A variety of ion exchange membranes may be used in the cell. One which functions very adequately is a perfluorocarbon sulfonic acid solid polymer electrolyte sold by E. I. Dupont de Nemours & Co. under its trade designation "NAFION". Various catalytic materials such as platinum black, for example, may be utilized for the catalytic cathode. The catalytic electrodes, both cathodes and anode, are customarily pressed into, embedded upon or mounted directly upon the surface of the ion exchange membrane otherwise designated in the prior art as the solid polymer electrolyte. The catalytic cathode and the solid polymer electrolyte membrane can be chosen by one skilled in the art and are not critical in the practice of the present invention. Various catalytic cathode materials, alternative ion exchange membrane materials, their properties and mode of preparation and the like, are described in the prior art including U.S. Pat. No. 3,297,484. The catalytic electrodes are generally of the thin, porous, gas permeable type which are bonded to and embedded in opposite surfaces of the membrane so that the gases are generated right at the electrode-membrane interface.
Alternatively, the catalytic electrode, and particularly the anode electrode, may be freestanding with the ternary catalyst deposited on a conductive support. Such an electrode may be positioned in intimate contact with the membrane or it may be spaced from the membrane facing the anode chamber.
In its broadest aspect, the improvement of the present invention is directed to the catalytic anode or catalytic oxygen-evolving anode or catalytic oxygen concentrating anode wherein the improvement comprises a catalyst consisting of at least two platinum group metal-containing compounds and at least one valve metal-containing compound. In the most preferred embodiment, the improved anode comprises a ternary catalyst consisting of two platinum group metal-containing compounds and a valve metal-containing compound. By use of the phrase "platinum group metal-containing compound" as used herein, is meant a reduced platinum group metal oxide, a reduced platinum group metal oxide in combination with a platinum group metal, a reduced platinum group metal oxide in combination with a platinum group metal oxide, or a reduced platinum group metal oxide in combination with platinum group metals and platinum group metal oxides, and mixtures thereof. The phrase also embraces alloys of the foregoing and alloys containing platinum group metals. Examples of useful platinum group metals are platinum, palladium, rhodium, ruthenium, osmium and iridium. Although the catalytic anodes of the present invention generally embrace the platinum group metals and metal oxides, the preferred catalytic anodes are made from the reduced metal oxides, such as reduced ruthenium oxide, reduced iridium oxide, reduced platinum oxide, reduced palladium oxide, reduced rhodium oxide and reduced osmium oxide.

* **GIVEN DATA**
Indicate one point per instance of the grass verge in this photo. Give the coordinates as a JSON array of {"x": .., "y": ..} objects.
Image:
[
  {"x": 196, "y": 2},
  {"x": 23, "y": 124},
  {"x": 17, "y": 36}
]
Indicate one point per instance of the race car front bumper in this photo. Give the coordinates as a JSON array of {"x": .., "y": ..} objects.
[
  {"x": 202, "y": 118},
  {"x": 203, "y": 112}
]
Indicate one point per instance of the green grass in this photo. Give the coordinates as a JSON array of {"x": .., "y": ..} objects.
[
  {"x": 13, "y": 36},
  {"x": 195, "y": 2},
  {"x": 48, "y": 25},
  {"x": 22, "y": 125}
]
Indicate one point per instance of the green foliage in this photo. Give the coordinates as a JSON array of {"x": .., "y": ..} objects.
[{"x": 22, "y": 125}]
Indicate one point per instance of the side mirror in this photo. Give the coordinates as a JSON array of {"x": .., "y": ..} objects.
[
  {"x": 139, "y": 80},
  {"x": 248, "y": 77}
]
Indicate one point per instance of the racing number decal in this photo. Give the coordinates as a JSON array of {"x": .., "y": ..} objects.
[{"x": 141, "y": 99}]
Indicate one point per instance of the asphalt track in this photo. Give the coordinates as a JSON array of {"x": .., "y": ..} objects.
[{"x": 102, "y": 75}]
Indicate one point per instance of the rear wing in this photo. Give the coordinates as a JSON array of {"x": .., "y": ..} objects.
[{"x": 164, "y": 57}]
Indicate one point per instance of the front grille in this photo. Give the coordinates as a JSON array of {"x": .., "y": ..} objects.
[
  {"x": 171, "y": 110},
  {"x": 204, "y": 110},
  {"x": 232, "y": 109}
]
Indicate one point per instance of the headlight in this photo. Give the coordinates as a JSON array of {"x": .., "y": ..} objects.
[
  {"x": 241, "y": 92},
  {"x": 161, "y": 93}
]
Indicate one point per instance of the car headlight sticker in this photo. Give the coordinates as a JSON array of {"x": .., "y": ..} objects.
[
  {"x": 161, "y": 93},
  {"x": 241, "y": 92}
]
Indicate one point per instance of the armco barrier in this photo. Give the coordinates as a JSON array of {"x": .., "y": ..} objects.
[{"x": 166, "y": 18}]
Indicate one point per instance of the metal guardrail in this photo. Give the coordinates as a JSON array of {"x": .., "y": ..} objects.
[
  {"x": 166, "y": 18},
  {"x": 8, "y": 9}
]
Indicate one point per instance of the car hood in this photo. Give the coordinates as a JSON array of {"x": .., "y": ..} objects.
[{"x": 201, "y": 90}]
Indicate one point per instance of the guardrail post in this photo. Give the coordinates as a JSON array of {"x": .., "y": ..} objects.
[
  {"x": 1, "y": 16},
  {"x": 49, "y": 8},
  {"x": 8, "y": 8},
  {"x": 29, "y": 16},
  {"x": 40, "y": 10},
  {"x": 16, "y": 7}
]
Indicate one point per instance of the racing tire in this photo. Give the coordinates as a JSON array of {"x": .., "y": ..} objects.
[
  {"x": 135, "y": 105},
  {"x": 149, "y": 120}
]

* **TASKS TO COMPLETE**
1. According to the excerpt on catalytic anodes, what catalytic material can be used for the catalytic cathode?
2. Echo the excerpt on catalytic anodes word for word, beginning at the words "Alternatively, the catalytic" and stopping after "the anode chamber.".

* **EXPECTED ANSWERS**
1. Platinum black.

2.
Alternatively, the catalytic electrode, and particularly the anode electrode, may be freestanding with the ternary catalyst deposited on a conductive support. Such an electrode may be positioned in intimate contact with the membrane or it may be spaced from the membrane facing the anode chamber.